— begin —
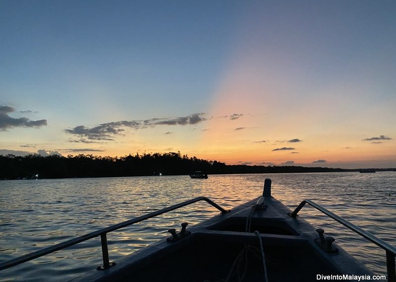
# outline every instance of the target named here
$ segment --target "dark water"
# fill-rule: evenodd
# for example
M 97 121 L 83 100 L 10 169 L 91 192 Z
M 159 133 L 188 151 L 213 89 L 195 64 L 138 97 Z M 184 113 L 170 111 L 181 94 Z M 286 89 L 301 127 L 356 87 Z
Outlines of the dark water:
M 396 172 L 331 173 L 3 181 L 0 182 L 0 261 L 198 196 L 226 208 L 259 196 L 264 180 L 291 209 L 315 200 L 396 245 Z M 167 236 L 169 228 L 218 214 L 204 202 L 108 234 L 110 260 Z M 306 206 L 299 213 L 378 274 L 385 252 Z M 101 264 L 99 238 L 0 272 L 1 281 L 68 281 Z

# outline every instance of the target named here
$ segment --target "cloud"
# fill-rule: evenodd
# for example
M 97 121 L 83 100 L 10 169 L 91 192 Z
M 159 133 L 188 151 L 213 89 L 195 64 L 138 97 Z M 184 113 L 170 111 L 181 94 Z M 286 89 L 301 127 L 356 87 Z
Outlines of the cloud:
M 7 155 L 14 155 L 17 156 L 27 156 L 30 154 L 33 154 L 32 152 L 27 151 L 18 151 L 15 150 L 7 150 L 7 149 L 0 149 L 0 155 L 6 156 Z
M 26 145 L 20 145 L 20 147 L 26 147 L 27 148 L 35 148 L 36 144 L 26 144 Z
M 248 165 L 252 164 L 253 163 L 252 162 L 243 162 L 242 161 L 239 161 L 238 163 L 241 164 L 241 165 Z
M 56 149 L 56 150 L 60 151 L 61 152 L 71 152 L 75 153 L 79 152 L 104 152 L 105 150 L 102 150 L 101 149 L 90 149 L 89 148 L 85 148 L 81 149 Z
M 295 150 L 295 148 L 293 148 L 292 147 L 282 147 L 282 148 L 277 148 L 276 149 L 274 149 L 272 150 L 273 151 L 283 151 L 284 150 Z
M 291 143 L 295 143 L 296 142 L 302 142 L 302 140 L 300 140 L 299 139 L 297 139 L 297 138 L 295 139 L 292 139 L 291 140 L 288 141 L 288 142 L 290 142 Z
M 235 119 L 237 119 L 243 116 L 243 114 L 233 114 L 230 116 L 230 119 L 232 120 L 234 120 Z
M 392 140 L 390 137 L 388 137 L 385 135 L 380 135 L 379 137 L 372 137 L 371 138 L 365 138 L 362 139 L 362 141 L 372 141 L 373 140 Z
M 14 118 L 8 115 L 15 109 L 8 106 L 0 106 L 0 130 L 17 127 L 39 128 L 47 125 L 47 120 L 30 120 L 27 117 Z
M 88 141 L 114 141 L 116 136 L 125 131 L 124 128 L 138 130 L 159 125 L 194 125 L 207 119 L 202 116 L 203 114 L 203 113 L 200 113 L 177 118 L 111 122 L 90 128 L 84 125 L 79 125 L 74 128 L 65 129 L 64 131 L 69 134 L 79 136 L 81 138 L 78 142 L 88 142 L 87 139 Z
M 62 155 L 57 151 L 46 151 L 44 149 L 41 149 L 37 151 L 37 154 L 40 155 L 43 157 L 48 157 L 48 156 L 52 156 L 56 155 L 59 156 L 62 156 Z
M 104 143 L 104 142 L 100 142 L 99 141 L 90 141 L 90 140 L 87 140 L 83 138 L 75 140 L 69 140 L 69 142 L 73 142 L 74 143 L 86 143 L 87 144 L 92 144 L 93 143 L 103 144 Z
M 271 162 L 267 163 L 267 162 L 263 162 L 262 163 L 257 163 L 256 164 L 257 164 L 257 165 L 265 165 L 265 164 L 267 164 L 267 165 L 272 165 L 274 164 L 273 163 L 271 163 Z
— end —
REQUIRED TASK:
Render the listing above as a Markdown table with the columns Row and Line, giving each non-blank line its own numbered row and leaving out the picture.

RESULT OF THIS EXERCISE:
| Row | Line |
|---|---|
| 1 | # outline every instance of the target named here |
| 2 | $ segment --target "dark water" |
| 3 | # fill-rule: evenodd |
| 4 | # for example |
| 5 | M 97 121 L 83 100 L 10 169 L 91 192 Z |
| 6 | M 159 133 L 188 151 L 213 89 L 195 64 L 138 97 Z M 184 113 L 170 111 L 181 94 Z M 286 89 L 301 127 L 356 87 Z |
| 7 | Outlines of the dark water: |
| 8 | M 396 172 L 331 173 L 3 181 L 0 182 L 0 261 L 198 196 L 226 208 L 259 196 L 264 180 L 291 209 L 315 200 L 396 245 Z M 167 236 L 169 228 L 218 214 L 204 202 L 108 234 L 110 260 Z M 306 206 L 299 213 L 378 274 L 385 252 Z M 101 264 L 99 238 L 0 272 L 1 281 L 68 281 Z |
| 9 | # outline every instance of the target named here |
| 10 | $ segment --target "cloud" |
| 11 | # fill-rule: evenodd |
| 12 | # for example |
| 13 | M 97 121 L 83 100 L 10 169 L 91 192 Z |
| 14 | M 159 133 L 188 151 L 213 89 L 195 64 L 138 97 Z M 184 113 L 170 111 L 181 94 Z M 286 89 L 301 127 L 356 87 Z |
| 15 | Outlines of the cloud: |
| 16 | M 7 155 L 14 155 L 17 156 L 27 156 L 30 154 L 33 154 L 32 152 L 27 151 L 18 151 L 15 150 L 7 150 L 7 149 L 0 149 L 0 155 L 6 156 Z |
| 17 | M 26 145 L 20 145 L 20 147 L 26 147 L 27 148 L 35 148 L 36 144 L 26 144 Z |
| 18 | M 248 165 L 252 164 L 253 163 L 252 162 L 243 162 L 242 161 L 239 161 L 238 163 L 241 164 L 241 165 Z |
| 19 | M 56 149 L 56 150 L 60 151 L 61 152 L 71 152 L 75 153 L 79 152 L 104 152 L 105 150 L 102 150 L 101 149 L 90 149 L 89 148 L 85 148 L 81 149 Z |
| 20 | M 295 150 L 295 148 L 293 148 L 292 147 L 282 147 L 282 148 L 277 148 L 276 149 L 274 149 L 272 150 L 273 151 L 283 151 L 284 150 Z |
| 21 | M 291 143 L 295 143 L 296 142 L 302 142 L 302 140 L 300 140 L 299 139 L 297 139 L 297 138 L 295 139 L 292 139 L 291 140 L 288 141 L 288 142 L 290 142 Z |
| 22 | M 235 119 L 237 119 L 243 116 L 243 114 L 233 114 L 230 116 L 230 119 L 232 120 L 234 120 Z |
| 23 | M 392 140 L 390 137 L 388 137 L 385 135 L 380 135 L 379 137 L 372 137 L 371 138 L 365 138 L 362 139 L 362 141 L 372 141 L 373 140 Z |
| 24 | M 14 118 L 8 115 L 15 109 L 8 106 L 0 106 L 0 130 L 17 127 L 39 128 L 47 125 L 47 120 L 30 120 L 27 117 Z |
| 25 | M 88 141 L 114 141 L 116 136 L 125 131 L 124 128 L 138 130 L 159 125 L 194 125 L 207 119 L 202 116 L 203 114 L 203 113 L 200 113 L 177 118 L 111 122 L 90 128 L 84 125 L 79 125 L 74 128 L 65 129 L 64 131 L 69 134 L 79 136 L 81 138 L 78 142 L 88 142 L 87 139 Z |
| 26 | M 62 155 L 57 151 L 46 151 L 44 149 L 41 149 L 37 151 L 37 154 L 40 155 L 43 157 L 48 157 L 48 156 L 52 156 L 56 155 L 59 156 L 62 156 Z |
| 27 | M 104 143 L 104 142 L 100 142 L 99 141 L 90 141 L 90 140 L 87 140 L 83 138 L 75 140 L 69 140 L 69 142 L 73 142 L 74 143 L 86 143 L 87 144 L 92 144 L 93 143 L 103 144 Z |
| 28 | M 271 162 L 267 163 L 267 162 L 263 162 L 262 163 L 257 163 L 256 164 L 257 164 L 257 165 L 265 165 L 265 164 L 267 164 L 267 165 L 272 165 L 274 164 L 273 163 L 271 163 Z |